:: Task details ::
Report every line of the labeled shape records that contains the word "clenched", copying each such line in full. Case counts.

(Labeled shape records)
━━━━━━━━━━━━━━━━━━━━━━━━━━━━━━

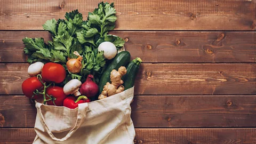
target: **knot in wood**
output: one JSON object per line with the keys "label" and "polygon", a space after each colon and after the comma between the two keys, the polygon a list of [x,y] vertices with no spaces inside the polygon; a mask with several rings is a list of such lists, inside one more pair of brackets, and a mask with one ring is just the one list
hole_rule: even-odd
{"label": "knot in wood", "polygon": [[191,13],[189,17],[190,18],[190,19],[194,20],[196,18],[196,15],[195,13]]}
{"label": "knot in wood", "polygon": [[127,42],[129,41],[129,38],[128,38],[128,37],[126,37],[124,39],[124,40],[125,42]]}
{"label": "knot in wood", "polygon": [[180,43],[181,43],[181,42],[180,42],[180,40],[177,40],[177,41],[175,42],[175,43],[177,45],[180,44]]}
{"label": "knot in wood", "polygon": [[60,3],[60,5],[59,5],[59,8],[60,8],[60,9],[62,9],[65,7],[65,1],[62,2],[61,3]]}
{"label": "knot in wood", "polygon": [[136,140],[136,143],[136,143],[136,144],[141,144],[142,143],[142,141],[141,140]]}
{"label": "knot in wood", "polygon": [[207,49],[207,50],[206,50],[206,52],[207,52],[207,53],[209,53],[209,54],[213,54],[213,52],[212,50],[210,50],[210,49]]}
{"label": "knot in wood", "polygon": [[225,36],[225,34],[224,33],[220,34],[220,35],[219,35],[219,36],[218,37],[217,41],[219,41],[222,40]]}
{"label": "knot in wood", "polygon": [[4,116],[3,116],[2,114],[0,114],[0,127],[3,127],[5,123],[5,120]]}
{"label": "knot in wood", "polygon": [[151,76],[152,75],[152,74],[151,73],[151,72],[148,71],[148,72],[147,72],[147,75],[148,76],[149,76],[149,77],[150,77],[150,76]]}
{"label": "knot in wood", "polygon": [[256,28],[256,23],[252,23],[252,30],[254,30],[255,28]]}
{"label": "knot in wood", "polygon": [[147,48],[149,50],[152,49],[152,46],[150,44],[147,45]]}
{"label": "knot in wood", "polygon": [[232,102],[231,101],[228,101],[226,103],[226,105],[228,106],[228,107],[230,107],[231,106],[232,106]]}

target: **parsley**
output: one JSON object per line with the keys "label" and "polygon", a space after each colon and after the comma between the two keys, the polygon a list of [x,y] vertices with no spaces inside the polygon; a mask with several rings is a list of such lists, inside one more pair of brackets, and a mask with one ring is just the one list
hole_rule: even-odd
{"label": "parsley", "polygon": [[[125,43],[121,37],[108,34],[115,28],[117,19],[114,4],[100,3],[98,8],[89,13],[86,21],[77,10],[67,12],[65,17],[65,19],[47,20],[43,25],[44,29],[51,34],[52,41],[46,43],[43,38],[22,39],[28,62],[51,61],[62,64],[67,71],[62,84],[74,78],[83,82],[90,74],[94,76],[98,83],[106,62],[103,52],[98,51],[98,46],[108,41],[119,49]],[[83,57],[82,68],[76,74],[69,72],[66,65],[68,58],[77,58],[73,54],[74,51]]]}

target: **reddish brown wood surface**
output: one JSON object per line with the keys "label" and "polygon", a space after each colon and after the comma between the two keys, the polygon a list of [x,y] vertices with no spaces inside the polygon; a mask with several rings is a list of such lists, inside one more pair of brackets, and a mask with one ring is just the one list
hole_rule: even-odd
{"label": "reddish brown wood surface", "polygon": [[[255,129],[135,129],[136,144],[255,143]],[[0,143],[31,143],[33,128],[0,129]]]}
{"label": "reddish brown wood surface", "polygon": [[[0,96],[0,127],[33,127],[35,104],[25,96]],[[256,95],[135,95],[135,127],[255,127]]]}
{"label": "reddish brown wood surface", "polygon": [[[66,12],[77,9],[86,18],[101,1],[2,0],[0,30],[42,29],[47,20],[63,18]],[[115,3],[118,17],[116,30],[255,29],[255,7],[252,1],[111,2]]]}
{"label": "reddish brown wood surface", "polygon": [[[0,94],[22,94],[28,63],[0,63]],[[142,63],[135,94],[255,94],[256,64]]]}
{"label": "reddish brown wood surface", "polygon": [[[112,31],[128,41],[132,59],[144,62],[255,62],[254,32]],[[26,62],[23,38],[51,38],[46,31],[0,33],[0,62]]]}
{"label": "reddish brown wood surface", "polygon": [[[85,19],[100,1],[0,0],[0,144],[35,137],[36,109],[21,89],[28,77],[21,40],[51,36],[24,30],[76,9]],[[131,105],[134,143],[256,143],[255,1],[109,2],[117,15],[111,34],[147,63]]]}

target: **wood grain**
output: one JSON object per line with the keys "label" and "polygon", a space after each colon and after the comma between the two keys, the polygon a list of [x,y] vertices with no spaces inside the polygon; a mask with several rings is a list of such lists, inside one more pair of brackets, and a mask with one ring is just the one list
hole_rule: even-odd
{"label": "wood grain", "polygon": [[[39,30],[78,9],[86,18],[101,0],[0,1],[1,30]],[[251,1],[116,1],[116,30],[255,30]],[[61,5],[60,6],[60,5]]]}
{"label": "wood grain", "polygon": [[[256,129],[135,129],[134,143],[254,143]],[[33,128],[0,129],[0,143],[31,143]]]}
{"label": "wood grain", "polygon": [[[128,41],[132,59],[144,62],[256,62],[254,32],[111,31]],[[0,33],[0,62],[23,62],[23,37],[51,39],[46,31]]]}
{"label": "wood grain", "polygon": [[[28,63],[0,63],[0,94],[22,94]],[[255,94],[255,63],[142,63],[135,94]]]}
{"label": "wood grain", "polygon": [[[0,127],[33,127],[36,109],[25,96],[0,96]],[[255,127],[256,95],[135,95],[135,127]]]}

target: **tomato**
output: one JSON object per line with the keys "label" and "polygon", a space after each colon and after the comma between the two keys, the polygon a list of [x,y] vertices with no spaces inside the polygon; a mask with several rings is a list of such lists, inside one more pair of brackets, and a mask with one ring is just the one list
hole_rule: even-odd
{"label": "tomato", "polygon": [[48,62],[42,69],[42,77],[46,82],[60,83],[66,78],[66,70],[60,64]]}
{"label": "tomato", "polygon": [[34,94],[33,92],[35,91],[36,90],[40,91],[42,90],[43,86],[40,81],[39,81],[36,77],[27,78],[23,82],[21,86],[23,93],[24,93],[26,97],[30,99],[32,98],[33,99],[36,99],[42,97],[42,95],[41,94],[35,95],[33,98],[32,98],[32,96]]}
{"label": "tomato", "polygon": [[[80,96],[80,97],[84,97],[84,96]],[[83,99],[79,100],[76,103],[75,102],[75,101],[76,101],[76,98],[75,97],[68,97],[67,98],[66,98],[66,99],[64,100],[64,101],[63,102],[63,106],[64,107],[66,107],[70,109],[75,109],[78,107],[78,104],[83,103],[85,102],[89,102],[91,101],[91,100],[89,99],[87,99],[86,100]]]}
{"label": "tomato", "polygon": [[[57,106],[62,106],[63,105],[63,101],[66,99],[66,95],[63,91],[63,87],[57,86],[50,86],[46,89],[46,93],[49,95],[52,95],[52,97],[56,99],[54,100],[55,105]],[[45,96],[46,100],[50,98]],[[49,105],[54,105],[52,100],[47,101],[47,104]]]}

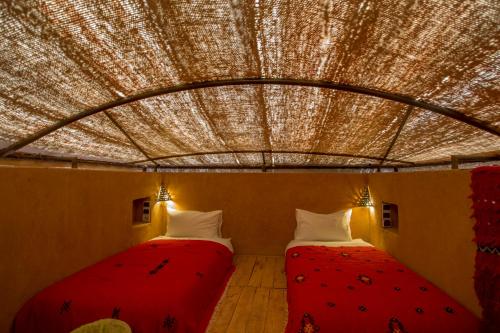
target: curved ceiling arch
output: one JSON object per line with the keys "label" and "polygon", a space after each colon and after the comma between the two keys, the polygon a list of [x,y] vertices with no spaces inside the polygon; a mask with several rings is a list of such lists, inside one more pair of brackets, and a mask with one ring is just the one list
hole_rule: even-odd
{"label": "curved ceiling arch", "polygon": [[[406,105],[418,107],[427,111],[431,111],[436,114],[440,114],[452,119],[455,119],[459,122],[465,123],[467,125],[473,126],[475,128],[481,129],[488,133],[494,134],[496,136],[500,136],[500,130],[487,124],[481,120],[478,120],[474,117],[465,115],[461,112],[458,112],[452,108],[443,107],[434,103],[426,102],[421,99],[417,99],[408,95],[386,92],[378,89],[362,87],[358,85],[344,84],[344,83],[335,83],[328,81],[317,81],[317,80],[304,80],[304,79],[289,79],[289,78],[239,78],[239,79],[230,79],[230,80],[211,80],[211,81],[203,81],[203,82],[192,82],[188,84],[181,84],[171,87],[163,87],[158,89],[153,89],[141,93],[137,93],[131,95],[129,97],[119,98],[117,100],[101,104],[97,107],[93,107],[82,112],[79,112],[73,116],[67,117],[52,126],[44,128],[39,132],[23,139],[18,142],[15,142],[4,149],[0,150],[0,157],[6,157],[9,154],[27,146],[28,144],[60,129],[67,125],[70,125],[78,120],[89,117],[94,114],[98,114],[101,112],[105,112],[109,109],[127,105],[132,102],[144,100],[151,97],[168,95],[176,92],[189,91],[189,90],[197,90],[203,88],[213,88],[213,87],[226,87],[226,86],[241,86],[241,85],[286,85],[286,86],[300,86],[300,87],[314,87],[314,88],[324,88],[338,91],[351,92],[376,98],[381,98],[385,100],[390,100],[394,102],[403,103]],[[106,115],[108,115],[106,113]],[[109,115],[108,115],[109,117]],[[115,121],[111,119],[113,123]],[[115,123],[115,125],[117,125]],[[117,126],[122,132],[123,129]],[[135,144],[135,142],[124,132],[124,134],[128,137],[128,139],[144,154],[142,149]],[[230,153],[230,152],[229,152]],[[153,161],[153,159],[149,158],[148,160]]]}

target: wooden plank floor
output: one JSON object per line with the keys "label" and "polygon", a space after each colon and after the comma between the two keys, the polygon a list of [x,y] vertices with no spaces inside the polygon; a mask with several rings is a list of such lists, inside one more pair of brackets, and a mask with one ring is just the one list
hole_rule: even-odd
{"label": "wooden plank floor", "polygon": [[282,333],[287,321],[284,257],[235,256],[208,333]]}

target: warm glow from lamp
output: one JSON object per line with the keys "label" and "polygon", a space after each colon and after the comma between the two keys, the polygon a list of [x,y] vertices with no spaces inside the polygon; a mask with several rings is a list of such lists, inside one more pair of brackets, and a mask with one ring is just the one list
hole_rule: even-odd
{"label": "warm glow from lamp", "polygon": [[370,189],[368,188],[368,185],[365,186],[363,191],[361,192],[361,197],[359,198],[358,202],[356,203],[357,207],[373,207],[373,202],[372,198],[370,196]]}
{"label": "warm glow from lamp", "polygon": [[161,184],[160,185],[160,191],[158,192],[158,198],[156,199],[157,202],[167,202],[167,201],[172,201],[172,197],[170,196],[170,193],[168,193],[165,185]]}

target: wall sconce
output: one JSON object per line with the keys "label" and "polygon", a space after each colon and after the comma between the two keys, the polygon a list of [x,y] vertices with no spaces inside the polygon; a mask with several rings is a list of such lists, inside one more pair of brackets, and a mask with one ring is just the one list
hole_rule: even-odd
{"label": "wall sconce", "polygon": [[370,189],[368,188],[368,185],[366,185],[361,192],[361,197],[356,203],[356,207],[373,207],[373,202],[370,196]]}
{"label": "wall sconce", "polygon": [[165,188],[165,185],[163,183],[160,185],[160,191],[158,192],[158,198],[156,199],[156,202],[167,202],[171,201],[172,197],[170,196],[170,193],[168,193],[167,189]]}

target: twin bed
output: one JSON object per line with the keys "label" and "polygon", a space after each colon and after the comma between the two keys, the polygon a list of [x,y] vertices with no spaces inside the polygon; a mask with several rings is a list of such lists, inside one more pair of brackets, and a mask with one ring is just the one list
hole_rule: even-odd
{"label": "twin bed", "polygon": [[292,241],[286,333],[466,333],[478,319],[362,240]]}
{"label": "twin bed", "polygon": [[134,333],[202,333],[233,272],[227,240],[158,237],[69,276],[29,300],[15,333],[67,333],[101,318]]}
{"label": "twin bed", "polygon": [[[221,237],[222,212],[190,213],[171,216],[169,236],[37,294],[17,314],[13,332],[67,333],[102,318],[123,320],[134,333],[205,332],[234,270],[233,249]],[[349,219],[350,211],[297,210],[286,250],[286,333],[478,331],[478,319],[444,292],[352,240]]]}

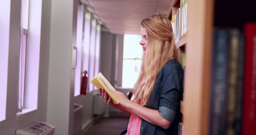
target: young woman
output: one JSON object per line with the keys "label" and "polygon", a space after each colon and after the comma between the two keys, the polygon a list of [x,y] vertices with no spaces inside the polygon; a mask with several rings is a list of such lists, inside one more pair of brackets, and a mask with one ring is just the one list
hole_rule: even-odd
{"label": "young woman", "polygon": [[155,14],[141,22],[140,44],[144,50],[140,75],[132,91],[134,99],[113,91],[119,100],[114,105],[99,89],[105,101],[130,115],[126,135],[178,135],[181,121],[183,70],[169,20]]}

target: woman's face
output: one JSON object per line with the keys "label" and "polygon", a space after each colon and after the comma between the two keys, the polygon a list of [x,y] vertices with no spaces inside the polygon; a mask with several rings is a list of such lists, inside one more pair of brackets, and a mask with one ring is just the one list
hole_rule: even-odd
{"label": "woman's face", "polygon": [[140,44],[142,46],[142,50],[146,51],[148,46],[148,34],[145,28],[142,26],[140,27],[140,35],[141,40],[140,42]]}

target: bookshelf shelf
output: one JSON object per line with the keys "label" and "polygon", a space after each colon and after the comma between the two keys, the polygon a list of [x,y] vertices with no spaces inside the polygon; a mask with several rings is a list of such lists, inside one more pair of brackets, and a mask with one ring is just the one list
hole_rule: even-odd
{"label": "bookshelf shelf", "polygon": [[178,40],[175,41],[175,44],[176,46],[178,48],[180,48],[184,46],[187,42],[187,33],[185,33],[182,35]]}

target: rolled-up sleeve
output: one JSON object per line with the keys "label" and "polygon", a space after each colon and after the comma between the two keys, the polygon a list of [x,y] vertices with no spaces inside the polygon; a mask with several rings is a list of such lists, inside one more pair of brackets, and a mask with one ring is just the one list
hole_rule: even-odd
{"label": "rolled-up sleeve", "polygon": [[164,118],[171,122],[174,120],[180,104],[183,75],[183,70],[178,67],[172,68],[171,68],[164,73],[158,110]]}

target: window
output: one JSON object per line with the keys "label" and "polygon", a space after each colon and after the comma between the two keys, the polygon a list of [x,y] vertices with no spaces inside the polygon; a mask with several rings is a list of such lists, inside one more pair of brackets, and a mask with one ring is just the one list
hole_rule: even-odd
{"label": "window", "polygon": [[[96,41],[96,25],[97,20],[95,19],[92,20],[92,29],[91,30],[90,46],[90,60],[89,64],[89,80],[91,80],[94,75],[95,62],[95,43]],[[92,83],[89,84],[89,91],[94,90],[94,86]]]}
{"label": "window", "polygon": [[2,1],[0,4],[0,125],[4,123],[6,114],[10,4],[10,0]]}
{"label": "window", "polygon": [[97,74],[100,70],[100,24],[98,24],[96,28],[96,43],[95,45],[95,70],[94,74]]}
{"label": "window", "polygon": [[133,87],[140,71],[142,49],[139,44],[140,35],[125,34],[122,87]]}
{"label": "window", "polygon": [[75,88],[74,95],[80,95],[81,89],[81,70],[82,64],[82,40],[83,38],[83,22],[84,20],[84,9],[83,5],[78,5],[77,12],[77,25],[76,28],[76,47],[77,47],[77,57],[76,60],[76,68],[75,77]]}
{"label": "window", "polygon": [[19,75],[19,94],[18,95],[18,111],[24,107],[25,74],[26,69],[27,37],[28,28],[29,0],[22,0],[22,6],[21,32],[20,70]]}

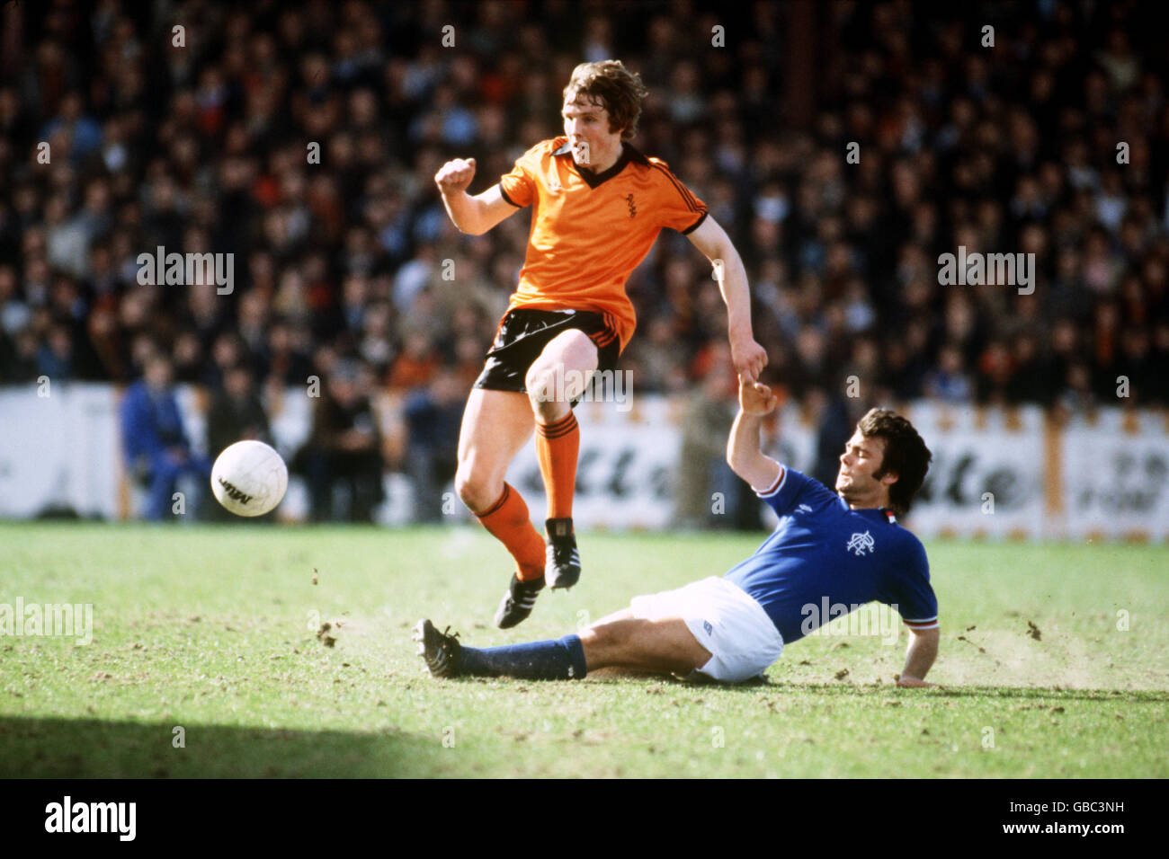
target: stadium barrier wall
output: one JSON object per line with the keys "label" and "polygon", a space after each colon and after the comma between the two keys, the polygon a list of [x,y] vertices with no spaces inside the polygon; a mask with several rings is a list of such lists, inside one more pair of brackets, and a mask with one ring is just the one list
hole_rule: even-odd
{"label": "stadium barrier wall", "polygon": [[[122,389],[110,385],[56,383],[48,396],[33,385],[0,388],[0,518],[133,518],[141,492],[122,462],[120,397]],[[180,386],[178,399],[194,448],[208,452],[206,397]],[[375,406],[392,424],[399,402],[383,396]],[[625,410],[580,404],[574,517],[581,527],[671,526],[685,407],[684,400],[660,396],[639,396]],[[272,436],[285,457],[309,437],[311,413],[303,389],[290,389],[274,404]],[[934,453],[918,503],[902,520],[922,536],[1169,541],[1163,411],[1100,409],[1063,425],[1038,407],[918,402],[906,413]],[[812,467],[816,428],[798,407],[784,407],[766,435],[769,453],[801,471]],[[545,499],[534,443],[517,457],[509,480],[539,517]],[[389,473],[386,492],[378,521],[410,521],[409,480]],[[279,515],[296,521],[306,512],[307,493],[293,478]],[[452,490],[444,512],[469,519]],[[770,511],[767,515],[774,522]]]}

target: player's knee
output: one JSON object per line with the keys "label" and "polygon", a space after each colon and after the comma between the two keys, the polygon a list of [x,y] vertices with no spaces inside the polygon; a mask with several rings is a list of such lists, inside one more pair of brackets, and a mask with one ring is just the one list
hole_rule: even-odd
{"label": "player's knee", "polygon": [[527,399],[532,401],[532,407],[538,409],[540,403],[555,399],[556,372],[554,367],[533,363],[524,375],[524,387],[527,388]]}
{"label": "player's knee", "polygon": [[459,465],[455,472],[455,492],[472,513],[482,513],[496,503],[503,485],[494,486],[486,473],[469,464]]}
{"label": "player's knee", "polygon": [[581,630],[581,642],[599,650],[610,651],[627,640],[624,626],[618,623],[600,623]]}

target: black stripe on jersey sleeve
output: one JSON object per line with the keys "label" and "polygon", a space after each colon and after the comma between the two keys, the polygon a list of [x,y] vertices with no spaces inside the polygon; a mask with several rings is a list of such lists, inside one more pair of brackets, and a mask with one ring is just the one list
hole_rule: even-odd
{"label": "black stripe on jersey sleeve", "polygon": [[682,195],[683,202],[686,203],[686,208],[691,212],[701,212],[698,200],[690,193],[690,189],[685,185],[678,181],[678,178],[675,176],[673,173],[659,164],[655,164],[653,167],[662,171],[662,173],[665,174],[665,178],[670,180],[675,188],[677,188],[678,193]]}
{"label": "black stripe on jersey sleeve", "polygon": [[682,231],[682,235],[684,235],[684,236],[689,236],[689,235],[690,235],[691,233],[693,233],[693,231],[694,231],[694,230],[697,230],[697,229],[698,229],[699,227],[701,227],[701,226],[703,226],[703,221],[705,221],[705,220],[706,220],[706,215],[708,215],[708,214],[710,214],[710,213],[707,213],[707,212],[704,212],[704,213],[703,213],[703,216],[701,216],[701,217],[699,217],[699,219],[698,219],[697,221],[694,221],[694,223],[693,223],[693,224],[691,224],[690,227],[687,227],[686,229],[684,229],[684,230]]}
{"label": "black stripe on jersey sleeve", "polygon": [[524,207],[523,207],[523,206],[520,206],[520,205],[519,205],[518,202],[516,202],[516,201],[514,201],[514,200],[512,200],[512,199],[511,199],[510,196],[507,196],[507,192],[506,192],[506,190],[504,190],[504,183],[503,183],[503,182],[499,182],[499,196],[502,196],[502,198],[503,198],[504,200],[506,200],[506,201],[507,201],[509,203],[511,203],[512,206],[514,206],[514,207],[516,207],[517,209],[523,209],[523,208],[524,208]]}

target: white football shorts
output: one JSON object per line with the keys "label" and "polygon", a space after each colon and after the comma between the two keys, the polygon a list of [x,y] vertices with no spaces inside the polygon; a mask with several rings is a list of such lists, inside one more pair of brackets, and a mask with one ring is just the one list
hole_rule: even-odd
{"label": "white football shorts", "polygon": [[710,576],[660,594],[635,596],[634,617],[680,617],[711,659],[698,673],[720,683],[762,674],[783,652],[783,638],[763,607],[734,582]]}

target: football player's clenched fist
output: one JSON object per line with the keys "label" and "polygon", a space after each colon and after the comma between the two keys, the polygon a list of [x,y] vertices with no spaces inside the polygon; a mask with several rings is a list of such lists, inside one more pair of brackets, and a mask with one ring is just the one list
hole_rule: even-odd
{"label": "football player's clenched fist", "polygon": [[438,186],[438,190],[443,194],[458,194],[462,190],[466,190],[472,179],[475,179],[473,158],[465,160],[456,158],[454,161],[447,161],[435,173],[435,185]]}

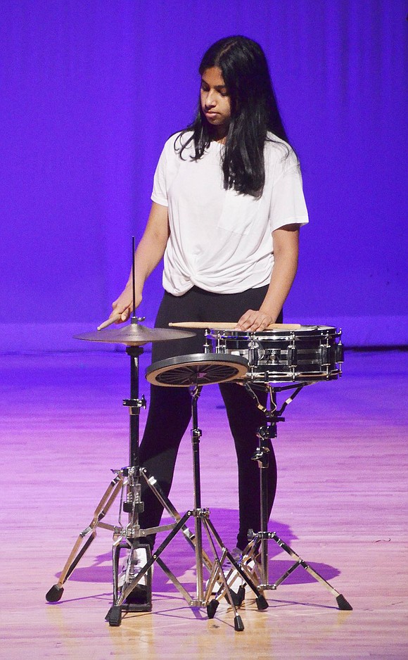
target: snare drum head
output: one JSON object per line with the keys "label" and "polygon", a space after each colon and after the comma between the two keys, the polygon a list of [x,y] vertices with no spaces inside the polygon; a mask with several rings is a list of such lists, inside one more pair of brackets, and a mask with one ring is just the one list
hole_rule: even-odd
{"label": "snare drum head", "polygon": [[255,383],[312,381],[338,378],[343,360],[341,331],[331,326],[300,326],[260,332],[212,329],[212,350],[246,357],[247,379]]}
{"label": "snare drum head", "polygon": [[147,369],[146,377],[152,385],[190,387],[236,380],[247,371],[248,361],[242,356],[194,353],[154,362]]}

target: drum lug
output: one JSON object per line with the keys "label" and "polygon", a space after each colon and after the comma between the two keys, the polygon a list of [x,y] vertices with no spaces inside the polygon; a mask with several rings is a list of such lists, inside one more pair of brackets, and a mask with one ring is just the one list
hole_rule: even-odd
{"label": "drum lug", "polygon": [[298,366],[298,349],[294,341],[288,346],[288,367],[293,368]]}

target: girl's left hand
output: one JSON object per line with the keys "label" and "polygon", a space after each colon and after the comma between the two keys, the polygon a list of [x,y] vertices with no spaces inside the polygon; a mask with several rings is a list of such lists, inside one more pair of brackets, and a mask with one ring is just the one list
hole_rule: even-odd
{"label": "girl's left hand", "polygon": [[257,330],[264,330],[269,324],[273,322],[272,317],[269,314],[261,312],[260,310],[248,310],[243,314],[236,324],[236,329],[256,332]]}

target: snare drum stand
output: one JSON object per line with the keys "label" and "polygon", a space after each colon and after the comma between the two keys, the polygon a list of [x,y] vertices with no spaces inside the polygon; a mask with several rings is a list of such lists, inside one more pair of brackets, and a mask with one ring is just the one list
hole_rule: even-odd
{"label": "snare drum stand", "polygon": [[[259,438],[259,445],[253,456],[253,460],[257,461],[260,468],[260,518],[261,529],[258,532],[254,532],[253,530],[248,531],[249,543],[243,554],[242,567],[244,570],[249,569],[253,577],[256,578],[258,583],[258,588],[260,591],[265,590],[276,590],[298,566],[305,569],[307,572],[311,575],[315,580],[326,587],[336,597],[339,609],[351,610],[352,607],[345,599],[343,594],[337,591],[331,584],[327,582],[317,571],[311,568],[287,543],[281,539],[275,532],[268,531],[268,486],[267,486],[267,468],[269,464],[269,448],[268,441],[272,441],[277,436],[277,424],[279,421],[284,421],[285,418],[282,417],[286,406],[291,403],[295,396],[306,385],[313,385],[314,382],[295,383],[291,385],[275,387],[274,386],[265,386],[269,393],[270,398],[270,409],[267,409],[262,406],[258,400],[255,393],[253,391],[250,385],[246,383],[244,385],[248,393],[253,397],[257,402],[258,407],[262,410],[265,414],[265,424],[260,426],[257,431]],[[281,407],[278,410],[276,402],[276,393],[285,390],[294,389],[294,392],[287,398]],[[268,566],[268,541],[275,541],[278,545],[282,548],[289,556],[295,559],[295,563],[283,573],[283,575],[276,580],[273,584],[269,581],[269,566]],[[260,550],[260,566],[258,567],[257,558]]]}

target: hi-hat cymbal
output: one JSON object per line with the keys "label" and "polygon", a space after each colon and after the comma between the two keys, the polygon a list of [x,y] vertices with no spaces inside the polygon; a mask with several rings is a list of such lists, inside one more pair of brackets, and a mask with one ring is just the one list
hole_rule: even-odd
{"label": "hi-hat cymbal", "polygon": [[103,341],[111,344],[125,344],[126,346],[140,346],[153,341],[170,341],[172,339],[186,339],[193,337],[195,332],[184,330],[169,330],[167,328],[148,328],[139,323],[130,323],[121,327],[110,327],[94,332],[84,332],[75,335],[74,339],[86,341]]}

━━━━━━━━━━━━━━━━━━━━━━━━━━━━━━

:: Full output ::
target: football player's clenched fist
{"label": "football player's clenched fist", "polygon": [[438,186],[438,190],[443,194],[458,194],[462,190],[466,190],[472,179],[475,179],[473,158],[465,160],[456,158],[454,161],[447,161],[435,173],[435,185]]}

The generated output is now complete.